DIRECTION:
Convert the listing from the line with "of the circular" to the line with "pixel 230 97", both included, into a Markdown table with columns Row and Text. Number each line in Row, leave out blank lines, and include no other lines.

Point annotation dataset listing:
-------------------------

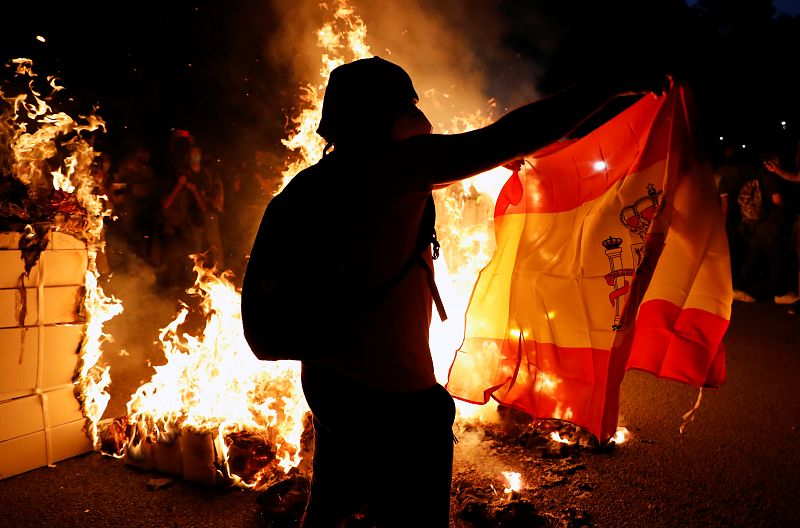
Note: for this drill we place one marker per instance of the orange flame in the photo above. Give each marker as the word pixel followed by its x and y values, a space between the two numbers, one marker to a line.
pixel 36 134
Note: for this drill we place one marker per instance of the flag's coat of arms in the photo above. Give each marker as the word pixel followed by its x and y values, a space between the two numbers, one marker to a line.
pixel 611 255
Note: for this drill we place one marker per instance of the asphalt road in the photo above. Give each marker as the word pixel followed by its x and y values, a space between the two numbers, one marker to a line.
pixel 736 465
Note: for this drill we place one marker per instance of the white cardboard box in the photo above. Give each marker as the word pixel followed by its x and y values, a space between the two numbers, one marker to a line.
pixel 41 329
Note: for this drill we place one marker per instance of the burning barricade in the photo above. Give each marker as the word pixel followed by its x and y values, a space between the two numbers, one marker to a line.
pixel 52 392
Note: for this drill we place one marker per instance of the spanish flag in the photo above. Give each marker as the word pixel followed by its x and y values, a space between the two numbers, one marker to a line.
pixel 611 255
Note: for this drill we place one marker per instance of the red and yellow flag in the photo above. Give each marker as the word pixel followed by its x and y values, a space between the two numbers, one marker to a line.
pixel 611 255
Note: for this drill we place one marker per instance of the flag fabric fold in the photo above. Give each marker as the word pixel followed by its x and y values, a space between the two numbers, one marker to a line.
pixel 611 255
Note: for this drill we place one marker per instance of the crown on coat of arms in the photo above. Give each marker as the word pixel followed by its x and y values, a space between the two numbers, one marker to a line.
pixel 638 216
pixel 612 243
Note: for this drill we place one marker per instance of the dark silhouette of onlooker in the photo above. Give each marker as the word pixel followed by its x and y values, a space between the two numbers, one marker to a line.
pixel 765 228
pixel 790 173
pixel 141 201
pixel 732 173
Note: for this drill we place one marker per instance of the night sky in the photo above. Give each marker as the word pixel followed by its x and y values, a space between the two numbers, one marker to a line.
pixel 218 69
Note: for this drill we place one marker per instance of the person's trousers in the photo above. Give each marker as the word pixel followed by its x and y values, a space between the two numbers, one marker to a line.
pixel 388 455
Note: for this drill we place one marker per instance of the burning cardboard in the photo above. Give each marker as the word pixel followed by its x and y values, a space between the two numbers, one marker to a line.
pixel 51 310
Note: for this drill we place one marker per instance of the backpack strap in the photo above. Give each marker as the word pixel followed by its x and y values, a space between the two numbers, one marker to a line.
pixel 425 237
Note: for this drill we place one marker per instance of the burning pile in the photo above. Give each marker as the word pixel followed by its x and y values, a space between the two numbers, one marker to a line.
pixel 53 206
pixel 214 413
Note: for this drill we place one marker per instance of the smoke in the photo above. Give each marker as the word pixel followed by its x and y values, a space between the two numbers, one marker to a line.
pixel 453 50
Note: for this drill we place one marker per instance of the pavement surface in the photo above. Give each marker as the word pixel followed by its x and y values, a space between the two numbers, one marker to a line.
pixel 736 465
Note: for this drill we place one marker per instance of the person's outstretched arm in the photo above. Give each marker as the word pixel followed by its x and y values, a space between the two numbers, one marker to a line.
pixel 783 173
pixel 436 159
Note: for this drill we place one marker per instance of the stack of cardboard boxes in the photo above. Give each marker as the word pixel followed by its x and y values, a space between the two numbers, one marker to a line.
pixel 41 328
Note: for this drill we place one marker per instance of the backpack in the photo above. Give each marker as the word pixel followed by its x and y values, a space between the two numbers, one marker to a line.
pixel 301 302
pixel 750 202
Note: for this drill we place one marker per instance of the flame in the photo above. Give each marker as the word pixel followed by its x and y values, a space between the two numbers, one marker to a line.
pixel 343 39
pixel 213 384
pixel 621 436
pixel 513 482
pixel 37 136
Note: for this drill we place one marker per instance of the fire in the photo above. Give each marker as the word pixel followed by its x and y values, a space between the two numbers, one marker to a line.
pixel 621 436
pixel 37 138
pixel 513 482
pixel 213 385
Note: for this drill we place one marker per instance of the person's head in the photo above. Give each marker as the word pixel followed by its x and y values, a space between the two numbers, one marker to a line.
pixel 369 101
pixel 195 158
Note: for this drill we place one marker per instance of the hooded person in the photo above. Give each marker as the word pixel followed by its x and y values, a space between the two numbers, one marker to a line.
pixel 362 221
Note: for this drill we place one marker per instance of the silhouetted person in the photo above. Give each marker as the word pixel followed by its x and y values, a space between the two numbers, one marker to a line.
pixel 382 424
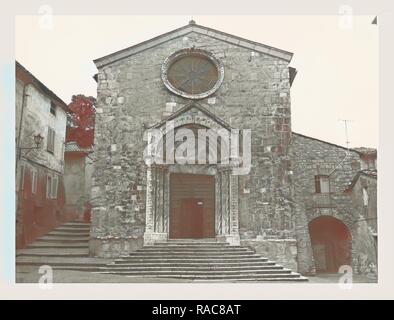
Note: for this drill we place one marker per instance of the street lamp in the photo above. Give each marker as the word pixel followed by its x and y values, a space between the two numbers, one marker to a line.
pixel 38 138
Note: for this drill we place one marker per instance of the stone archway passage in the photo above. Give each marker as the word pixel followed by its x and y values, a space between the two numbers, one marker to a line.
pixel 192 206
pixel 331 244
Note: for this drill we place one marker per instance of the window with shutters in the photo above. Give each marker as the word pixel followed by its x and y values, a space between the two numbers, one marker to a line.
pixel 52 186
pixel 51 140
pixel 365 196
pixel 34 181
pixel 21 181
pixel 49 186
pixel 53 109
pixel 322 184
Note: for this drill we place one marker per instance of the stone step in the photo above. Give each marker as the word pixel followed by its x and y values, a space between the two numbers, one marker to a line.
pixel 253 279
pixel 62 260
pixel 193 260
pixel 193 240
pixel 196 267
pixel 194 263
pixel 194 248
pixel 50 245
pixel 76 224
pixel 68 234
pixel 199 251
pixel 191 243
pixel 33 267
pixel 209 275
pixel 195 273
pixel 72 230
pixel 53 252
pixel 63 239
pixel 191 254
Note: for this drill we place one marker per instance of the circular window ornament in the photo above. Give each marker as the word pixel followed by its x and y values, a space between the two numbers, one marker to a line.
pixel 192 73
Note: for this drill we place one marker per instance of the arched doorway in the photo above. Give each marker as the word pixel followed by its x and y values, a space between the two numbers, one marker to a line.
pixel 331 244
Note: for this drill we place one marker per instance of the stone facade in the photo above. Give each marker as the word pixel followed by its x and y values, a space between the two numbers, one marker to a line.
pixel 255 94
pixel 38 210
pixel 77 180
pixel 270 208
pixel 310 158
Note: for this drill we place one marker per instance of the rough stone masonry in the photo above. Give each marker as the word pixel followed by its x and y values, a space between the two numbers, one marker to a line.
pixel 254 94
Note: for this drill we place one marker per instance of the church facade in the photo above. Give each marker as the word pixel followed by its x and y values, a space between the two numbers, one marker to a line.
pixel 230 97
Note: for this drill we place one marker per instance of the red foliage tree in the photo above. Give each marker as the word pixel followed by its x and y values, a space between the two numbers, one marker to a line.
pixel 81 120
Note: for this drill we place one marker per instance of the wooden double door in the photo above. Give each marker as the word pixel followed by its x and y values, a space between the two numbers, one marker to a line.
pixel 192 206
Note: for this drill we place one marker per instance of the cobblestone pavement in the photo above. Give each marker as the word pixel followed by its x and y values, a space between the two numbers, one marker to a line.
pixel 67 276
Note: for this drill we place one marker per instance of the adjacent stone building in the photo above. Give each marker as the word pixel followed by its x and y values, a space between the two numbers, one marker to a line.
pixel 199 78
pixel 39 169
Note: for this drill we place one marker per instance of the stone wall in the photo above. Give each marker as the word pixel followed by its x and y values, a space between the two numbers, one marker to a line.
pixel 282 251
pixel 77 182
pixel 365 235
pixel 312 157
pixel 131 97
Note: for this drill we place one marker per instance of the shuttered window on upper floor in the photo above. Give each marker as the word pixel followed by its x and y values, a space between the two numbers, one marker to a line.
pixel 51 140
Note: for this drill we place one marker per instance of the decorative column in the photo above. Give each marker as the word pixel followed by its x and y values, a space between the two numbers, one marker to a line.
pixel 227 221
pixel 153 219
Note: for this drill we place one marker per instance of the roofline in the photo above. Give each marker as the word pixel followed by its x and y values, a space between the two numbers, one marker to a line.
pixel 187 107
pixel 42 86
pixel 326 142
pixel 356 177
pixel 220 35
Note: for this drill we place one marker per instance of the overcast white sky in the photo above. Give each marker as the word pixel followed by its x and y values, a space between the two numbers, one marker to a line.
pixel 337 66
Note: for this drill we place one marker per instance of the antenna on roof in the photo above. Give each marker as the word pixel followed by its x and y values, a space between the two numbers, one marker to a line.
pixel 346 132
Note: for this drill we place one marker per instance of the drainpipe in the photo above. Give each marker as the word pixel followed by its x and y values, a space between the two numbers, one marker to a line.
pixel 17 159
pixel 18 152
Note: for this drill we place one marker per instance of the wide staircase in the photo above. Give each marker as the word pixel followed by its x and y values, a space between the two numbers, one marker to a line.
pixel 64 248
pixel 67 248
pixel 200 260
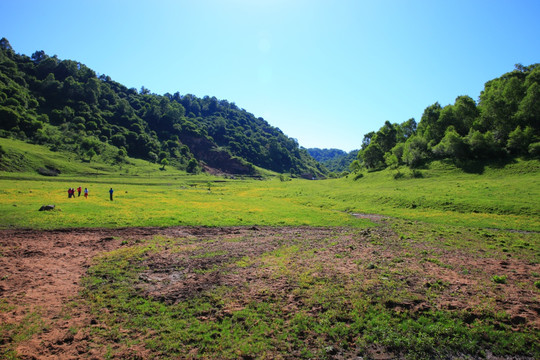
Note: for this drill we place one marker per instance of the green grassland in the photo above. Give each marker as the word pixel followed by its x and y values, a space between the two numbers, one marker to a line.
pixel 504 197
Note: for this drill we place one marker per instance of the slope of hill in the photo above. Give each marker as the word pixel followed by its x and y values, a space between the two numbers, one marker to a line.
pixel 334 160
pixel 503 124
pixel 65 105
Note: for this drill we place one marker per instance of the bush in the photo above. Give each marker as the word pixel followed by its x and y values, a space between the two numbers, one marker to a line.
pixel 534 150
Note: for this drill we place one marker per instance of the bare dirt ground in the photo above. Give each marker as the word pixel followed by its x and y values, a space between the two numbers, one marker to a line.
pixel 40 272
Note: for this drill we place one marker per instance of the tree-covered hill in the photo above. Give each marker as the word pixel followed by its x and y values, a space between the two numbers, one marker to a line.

-------------------------

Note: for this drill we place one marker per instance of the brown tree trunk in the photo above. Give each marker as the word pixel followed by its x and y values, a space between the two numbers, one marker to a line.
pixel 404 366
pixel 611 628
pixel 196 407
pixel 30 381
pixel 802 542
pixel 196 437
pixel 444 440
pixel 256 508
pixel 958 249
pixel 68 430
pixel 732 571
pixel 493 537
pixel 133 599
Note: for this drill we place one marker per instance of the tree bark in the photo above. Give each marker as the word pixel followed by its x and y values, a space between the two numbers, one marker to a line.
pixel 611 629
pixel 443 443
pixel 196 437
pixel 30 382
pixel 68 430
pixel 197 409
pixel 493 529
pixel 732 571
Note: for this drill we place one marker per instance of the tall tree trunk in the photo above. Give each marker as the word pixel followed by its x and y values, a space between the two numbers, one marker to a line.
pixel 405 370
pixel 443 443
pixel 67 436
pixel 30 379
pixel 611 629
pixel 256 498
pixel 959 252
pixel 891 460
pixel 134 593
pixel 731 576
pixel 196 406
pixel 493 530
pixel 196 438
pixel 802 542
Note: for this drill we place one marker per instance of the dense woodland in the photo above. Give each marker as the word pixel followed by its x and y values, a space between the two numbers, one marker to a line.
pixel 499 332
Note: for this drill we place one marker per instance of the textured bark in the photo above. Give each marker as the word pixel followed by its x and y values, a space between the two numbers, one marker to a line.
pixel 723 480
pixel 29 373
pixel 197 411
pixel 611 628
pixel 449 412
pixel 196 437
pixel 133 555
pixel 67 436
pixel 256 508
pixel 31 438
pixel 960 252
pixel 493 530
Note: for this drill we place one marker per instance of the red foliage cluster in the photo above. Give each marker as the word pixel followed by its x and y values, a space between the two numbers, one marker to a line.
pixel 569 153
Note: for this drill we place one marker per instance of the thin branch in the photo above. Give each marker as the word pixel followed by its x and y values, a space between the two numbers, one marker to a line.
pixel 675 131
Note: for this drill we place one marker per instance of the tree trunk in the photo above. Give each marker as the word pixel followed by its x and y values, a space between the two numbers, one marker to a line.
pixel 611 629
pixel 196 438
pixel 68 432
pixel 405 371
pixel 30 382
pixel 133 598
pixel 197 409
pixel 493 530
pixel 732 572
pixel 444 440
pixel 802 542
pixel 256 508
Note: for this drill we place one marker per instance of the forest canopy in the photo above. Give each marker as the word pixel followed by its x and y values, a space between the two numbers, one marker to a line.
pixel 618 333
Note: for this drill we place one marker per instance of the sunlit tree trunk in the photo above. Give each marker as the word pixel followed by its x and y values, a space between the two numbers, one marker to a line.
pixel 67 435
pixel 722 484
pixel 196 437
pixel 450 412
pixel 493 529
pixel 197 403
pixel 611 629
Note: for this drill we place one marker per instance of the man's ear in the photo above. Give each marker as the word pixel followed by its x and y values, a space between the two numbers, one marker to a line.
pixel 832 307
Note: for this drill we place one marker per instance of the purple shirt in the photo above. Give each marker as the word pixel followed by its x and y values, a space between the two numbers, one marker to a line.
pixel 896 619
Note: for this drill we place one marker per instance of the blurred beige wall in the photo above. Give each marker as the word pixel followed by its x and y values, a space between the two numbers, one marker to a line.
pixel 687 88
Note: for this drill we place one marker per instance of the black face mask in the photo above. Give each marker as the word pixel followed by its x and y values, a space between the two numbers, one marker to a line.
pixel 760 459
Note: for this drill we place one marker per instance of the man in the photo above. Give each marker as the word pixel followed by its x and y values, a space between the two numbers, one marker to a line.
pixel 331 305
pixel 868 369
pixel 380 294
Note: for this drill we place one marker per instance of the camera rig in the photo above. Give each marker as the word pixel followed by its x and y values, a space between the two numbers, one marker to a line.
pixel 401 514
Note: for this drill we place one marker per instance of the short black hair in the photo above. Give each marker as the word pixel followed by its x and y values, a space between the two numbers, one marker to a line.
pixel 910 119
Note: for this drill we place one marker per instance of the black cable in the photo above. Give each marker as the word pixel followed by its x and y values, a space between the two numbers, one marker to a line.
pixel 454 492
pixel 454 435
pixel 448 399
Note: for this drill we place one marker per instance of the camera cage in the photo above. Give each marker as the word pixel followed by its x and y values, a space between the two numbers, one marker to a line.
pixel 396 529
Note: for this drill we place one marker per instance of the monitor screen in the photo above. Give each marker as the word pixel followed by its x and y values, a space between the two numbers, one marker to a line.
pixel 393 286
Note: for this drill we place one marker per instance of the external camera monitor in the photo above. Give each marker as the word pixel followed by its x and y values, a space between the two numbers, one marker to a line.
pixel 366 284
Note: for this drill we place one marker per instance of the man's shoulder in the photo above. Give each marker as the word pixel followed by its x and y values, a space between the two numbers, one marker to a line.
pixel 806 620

-------------------------

RESPONSE FOR THIS EXERCISE:
| Row | Text |
|---|---|
| 1 | Note: for this drill we place one marker per instance of the circular window ornament in the photo above. Give each marker as the word pixel followed by its x and y values, a space between the two numbers, one marker to a line. |
| 2 | pixel 192 73 |
| 3 | Note: for this drill we place one marker per instance of the arched doorway in the photo above. Give each marker as the word pixel followed by its x and y values, a space between the two numbers, one marker to a line. |
| 4 | pixel 331 244 |
| 5 | Note: for this drill we place one marker per instance of the stone facade in the photo above. Give each marker as the word pixel followed by its x and y values, a space between the two numbers, one marker to a line. |
| 6 | pixel 255 94 |
| 7 | pixel 38 210 |
| 8 | pixel 77 180 |
| 9 | pixel 270 208 |
| 10 | pixel 310 158 |
| 11 | Note: for this drill we place one marker per instance of the rough stone masonry in the photo above. Give each marker as the word pixel followed by its x and y values, a space between the two numbers, one marker to a line. |
| 12 | pixel 254 94 |
| 13 | Note: for this drill we place one marker per instance of the church facade in the photo above. Give each marker as the word pixel followed by its x and y values, a space between the two numbers, one marker to a line. |
| 14 | pixel 230 97 |